▸ Task statement:
Please set out every line of the listing below as a Markdown table with the columns "Row" and "Listing line," numbering the rows and skipping any blank lines. Leave the pictures out of the table.
Input data: Begin
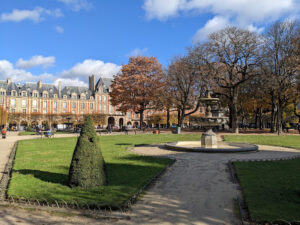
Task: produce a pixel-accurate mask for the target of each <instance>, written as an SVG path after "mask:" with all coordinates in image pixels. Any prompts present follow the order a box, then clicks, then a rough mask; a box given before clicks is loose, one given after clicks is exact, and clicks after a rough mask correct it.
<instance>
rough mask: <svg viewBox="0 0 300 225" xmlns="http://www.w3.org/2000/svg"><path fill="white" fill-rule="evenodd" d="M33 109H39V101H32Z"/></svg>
mask: <svg viewBox="0 0 300 225" xmlns="http://www.w3.org/2000/svg"><path fill="white" fill-rule="evenodd" d="M32 107H33V108H36V107H37V100H33V101H32Z"/></svg>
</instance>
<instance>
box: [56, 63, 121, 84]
mask: <svg viewBox="0 0 300 225" xmlns="http://www.w3.org/2000/svg"><path fill="white" fill-rule="evenodd" d="M120 70H121V66H118V65H116V64H113V63H104V62H103V61H101V60H93V59H86V60H84V61H83V62H82V63H77V64H76V65H75V66H73V67H72V68H71V69H69V70H64V71H63V72H61V73H60V76H61V77H62V78H79V79H82V80H87V78H88V76H91V75H92V74H95V75H98V76H101V77H112V76H113V75H115V74H117V73H118V72H119V71H120Z"/></svg>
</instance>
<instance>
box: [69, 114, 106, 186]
mask: <svg viewBox="0 0 300 225" xmlns="http://www.w3.org/2000/svg"><path fill="white" fill-rule="evenodd" d="M96 139H97V135H96V131H95V129H94V125H93V121H92V118H91V117H90V116H88V117H87V118H86V120H85V122H84V125H83V127H82V129H81V132H80V136H79V138H78V140H77V144H76V147H75V150H74V153H73V158H72V162H71V166H70V170H69V186H70V187H82V188H93V187H98V186H101V185H104V184H105V183H106V170H105V163H104V160H103V157H102V153H101V150H100V146H98V144H97V140H96Z"/></svg>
Input data: End
▸ Reply to the task:
| Row | Listing line |
|---|---|
| 1 | Task: produce a pixel-accurate mask for the target of each <instance>, written as an SVG path after "mask:" with all coordinates in image pixels. Any prompts present follow the order a box, then clicks, then a rough mask; a box given before clicks is loose, one given after clicks is exact, and clicks after a rough mask correct it. |
| 2 | <instance> |
| 3 | rough mask: <svg viewBox="0 0 300 225" xmlns="http://www.w3.org/2000/svg"><path fill="white" fill-rule="evenodd" d="M33 109H39V101H32Z"/></svg> |
| 4 | mask: <svg viewBox="0 0 300 225" xmlns="http://www.w3.org/2000/svg"><path fill="white" fill-rule="evenodd" d="M32 107H33V108H36V107H37V100H33V101H32Z"/></svg> |
| 5 | </instance> |
| 6 | <instance> |
| 7 | box: [56, 63, 121, 84] |
| 8 | mask: <svg viewBox="0 0 300 225" xmlns="http://www.w3.org/2000/svg"><path fill="white" fill-rule="evenodd" d="M120 70H121V66H118V65H116V64H113V63H104V62H103V61H101V60H93V59H86V60H84V61H83V62H82V63H77V64H76V65H75V66H73V67H72V68H71V69H69V70H64V71H63V72H61V73H60V76H61V77H62V78H79V79H82V80H87V78H88V76H91V75H92V74H95V75H98V76H101V77H112V76H113V75H115V74H117V73H118V72H119V71H120Z"/></svg> |
| 9 | </instance> |
| 10 | <instance> |
| 11 | box: [69, 114, 106, 186] |
| 12 | mask: <svg viewBox="0 0 300 225" xmlns="http://www.w3.org/2000/svg"><path fill="white" fill-rule="evenodd" d="M96 139H97V135H96V131H95V129H94V125H93V121H92V118H91V117H90V116H88V117H87V118H86V120H85V122H84V125H83V127H82V129H81V132H80V136H79V138H78V140H77V144H76V147H75V150H74V153H73V158H72V162H71V166H70V170H69V186H70V187H82V188H93V187H98V186H101V185H104V184H105V183H106V170H105V163H104V160H103V157H102V153H101V150H100V146H98V144H97V140H96Z"/></svg> |